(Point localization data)
───
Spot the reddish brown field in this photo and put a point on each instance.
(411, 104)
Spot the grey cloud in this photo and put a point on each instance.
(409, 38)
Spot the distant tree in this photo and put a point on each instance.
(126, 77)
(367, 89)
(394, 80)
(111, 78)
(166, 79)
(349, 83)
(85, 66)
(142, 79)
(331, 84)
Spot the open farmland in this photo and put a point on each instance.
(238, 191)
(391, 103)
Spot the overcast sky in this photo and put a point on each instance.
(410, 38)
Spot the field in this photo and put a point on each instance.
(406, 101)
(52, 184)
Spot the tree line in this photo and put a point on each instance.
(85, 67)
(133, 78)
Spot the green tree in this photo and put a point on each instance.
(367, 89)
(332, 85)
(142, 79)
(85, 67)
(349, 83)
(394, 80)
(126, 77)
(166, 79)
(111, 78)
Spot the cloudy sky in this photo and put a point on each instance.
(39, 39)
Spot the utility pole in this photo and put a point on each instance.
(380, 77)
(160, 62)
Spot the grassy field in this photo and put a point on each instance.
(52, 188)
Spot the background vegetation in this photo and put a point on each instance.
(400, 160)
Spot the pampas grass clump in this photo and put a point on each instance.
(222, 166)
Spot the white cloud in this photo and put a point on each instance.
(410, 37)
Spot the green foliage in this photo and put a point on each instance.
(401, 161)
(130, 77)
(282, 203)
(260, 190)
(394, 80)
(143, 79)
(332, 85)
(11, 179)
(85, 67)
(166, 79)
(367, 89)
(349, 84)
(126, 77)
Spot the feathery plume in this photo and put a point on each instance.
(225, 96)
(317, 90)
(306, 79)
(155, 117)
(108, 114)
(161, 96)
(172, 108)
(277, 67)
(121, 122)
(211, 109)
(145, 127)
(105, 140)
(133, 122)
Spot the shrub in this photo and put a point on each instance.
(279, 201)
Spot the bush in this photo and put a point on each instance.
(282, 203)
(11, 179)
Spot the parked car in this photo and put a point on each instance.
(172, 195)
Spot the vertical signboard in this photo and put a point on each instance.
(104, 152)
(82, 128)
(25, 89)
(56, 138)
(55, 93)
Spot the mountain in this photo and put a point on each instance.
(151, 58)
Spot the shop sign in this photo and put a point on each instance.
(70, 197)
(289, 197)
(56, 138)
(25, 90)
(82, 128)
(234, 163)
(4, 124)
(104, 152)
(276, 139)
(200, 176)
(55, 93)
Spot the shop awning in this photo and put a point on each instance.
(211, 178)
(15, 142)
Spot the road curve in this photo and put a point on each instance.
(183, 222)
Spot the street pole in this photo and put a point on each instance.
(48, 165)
───
**YOUR TASK**:
Each line of the data is to be transcribed exactly.

**ANSWER TO THIS EXERCISE**:
Spot the reddish brown field in this photo and put a point on each instance.
(411, 104)
Spot the grey cloud in this photo and put a point on each instance.
(409, 38)
Spot the distant tree in this photo and put a point on each instance.
(126, 77)
(367, 89)
(394, 80)
(111, 78)
(166, 79)
(349, 83)
(85, 66)
(142, 79)
(331, 84)
Spot the open farmland in this photo and put a point on each instance.
(238, 191)
(391, 103)
Spot the overcast sky in this photo and put a point on each instance.
(410, 38)
Spot the field in this photo and put a point on each instance.
(406, 101)
(52, 184)
Spot the tree line in this photo and put a point on each instance.
(85, 67)
(133, 78)
Spot the green tree in this photo and put a point on each instance.
(367, 89)
(332, 85)
(142, 79)
(85, 67)
(349, 83)
(394, 80)
(126, 77)
(166, 79)
(111, 78)
Spot the cloudy sky in this photo and put a point on each instance.
(39, 39)
Spot the utility pole in this photo and put a point on each instance.
(380, 77)
(160, 62)
Spot the grassy field in this photo and put a point on each instance.
(52, 188)
Spot the background vegetation in this photo and put a point on each instance.
(400, 160)
Spot the pampas grass clump in this photo and put a point on each instance.
(222, 166)
Spot the white cloud in this photo and put a point on each instance.
(410, 37)
Spot the green foliage in this photo and put a point on each instance.
(401, 161)
(130, 77)
(282, 203)
(260, 190)
(394, 80)
(143, 79)
(332, 85)
(11, 179)
(85, 67)
(166, 79)
(367, 89)
(349, 84)
(126, 77)
Spot the feathery plume in this photo and put a point on each instance.
(225, 96)
(317, 90)
(306, 79)
(155, 117)
(108, 114)
(161, 96)
(172, 108)
(277, 67)
(121, 122)
(211, 109)
(145, 127)
(105, 140)
(133, 122)
Spot the shrub in this photo and put a point on each instance.
(279, 201)
Spot the bush in this photo and put a point on each instance.
(282, 203)
(11, 179)
Spot the parked car in this photo and put a point on each instance.
(172, 195)
Spot the vertical signboard in this photo and put a point on each instance.
(104, 152)
(82, 128)
(25, 89)
(56, 138)
(55, 93)
Spot the mountain in this photo and put a point on each instance.
(151, 58)
Spot the shop sign in this photo and put a point on each instance.
(70, 197)
(289, 197)
(56, 138)
(25, 90)
(82, 128)
(234, 163)
(4, 124)
(104, 152)
(276, 139)
(200, 176)
(55, 93)
Spot the shop awning in this photo and put a point on each instance.
(211, 178)
(15, 142)
Spot the road curve in this photo and put a point on each instance.
(183, 222)
Spot the street pole in this photo and put a point on each instance.
(48, 165)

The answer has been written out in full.